-- Work required --
Transcribe the passage on responsibility framing in traffic news from "Reporting an event" to "vs. passive constructions).".

-- Text extract --
•••••

Where Was The Driver? Exploring responsibility framing in traffic news using BERTje

Jantina Schakel, Gosse Minnema and Malvina Nissim

Reporting an event implies taking a perspective on it, consciously or subconsciously. A key aspect of perspective-taking (or framing) concerns the different levels of focus, agentivity, and responsibility assigned to the actors involved in the event. For example, politicians are notorious for admitting that “mistakes were made” (without saying who made them), and sports commentators could say that “Vivianne Miedema scored a goal” or that “the goalkeeper failed to stop the goal”, depending on whose actions they would like to focus on. Linguistically speaking, responsibility framing is associated with specific lexical (e.g. “mistake” vs. “negligence”) and syntactic choices (e.g. active vs. passive constructions).

•••••

-- Rows from a box-labeling dataset --

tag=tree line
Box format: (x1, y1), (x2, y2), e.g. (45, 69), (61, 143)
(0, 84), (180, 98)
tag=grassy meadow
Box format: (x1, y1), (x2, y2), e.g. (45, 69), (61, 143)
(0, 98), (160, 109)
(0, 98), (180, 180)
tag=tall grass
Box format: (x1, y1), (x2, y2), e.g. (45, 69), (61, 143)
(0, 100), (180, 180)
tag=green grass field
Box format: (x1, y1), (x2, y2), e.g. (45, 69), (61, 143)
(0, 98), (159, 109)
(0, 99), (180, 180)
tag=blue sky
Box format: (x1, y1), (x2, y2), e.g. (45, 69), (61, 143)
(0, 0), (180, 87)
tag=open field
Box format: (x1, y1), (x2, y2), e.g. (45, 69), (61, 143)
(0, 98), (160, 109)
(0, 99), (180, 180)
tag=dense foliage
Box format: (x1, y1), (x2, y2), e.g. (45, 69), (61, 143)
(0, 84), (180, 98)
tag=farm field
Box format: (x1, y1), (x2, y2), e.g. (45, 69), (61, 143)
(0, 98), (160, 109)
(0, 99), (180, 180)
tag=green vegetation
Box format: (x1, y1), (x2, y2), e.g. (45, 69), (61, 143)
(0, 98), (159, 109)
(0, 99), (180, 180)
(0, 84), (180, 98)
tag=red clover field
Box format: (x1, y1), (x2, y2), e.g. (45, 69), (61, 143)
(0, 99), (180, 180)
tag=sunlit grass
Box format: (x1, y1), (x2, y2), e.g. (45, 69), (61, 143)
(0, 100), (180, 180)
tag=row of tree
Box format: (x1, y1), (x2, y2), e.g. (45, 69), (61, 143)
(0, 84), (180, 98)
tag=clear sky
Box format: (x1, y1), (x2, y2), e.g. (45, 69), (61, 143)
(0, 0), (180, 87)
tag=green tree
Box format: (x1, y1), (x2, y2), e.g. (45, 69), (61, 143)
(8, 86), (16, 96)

•••••

-- The result --
Reporting an event implies taking a perspective on it, consciously or subconsciously. A key aspect of perspective-taking (or framing) concerns the different levels of focus, agentivity, and responsibility assigned to the actors involved in the event. For example, politicians are notorious for admitting that “mistakes were made” (without saying who made them), and sports commentators could say that “Vivianne Miedema scored a goal” or that “the goalkeeper failed to stop the goal”, depending on whose actions they would like to focus on. Linguistically speaking, responsibility framing is associated with specific lexical (e.g. “mistake” vs. “negligence”) and syntactic choices (e.g. active vs. passive constructions).